*Given request:* Update the part that opens with the line containing "Outline the eroded" and closes with the line containing "[262,202,373,306]" by replacing "white sea foam" with "breaking surf", and give only those lines, otherwise unchanged.
"""
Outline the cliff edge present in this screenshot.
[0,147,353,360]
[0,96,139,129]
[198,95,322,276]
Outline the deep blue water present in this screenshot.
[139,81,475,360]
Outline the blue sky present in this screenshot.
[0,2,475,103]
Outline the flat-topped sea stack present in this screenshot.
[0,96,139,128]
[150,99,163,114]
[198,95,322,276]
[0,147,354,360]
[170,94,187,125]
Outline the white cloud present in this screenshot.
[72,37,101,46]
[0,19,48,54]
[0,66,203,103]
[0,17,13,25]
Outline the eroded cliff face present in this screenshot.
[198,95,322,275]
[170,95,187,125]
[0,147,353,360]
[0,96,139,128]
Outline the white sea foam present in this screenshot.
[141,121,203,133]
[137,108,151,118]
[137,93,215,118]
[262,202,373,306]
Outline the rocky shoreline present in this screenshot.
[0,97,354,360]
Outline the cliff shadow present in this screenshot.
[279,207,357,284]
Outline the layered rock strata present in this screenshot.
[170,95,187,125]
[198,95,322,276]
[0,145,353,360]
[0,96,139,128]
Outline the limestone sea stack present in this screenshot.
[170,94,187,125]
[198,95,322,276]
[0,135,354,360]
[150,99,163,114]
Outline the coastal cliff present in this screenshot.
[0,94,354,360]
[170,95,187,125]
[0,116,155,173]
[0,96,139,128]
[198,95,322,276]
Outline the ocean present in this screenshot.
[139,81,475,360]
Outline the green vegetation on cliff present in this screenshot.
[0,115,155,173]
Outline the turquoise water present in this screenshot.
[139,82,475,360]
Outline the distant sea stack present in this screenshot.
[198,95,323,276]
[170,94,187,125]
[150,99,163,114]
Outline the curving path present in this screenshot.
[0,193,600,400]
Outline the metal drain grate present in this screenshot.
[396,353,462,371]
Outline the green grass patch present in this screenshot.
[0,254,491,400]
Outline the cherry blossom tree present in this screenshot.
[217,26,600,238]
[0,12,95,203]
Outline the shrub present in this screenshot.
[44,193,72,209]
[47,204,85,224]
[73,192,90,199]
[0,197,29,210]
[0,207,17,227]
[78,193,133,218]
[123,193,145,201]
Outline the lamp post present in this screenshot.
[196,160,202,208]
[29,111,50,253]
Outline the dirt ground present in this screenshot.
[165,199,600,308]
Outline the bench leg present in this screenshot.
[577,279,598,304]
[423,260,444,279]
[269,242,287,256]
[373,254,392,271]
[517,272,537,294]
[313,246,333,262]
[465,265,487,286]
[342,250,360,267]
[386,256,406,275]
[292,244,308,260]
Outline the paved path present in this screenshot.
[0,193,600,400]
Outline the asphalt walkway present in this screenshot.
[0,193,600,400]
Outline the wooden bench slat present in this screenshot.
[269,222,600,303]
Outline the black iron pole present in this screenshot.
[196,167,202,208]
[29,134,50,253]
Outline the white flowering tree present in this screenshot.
"""
*Final result:*
Outline the eroded cliff face present in this screenshot.
[198,95,322,275]
[170,95,187,125]
[0,147,353,360]
[0,96,139,128]
Outline the breaking surf present in this screenshot.
[141,121,203,133]
[137,108,151,118]
[137,93,215,118]
[262,202,373,306]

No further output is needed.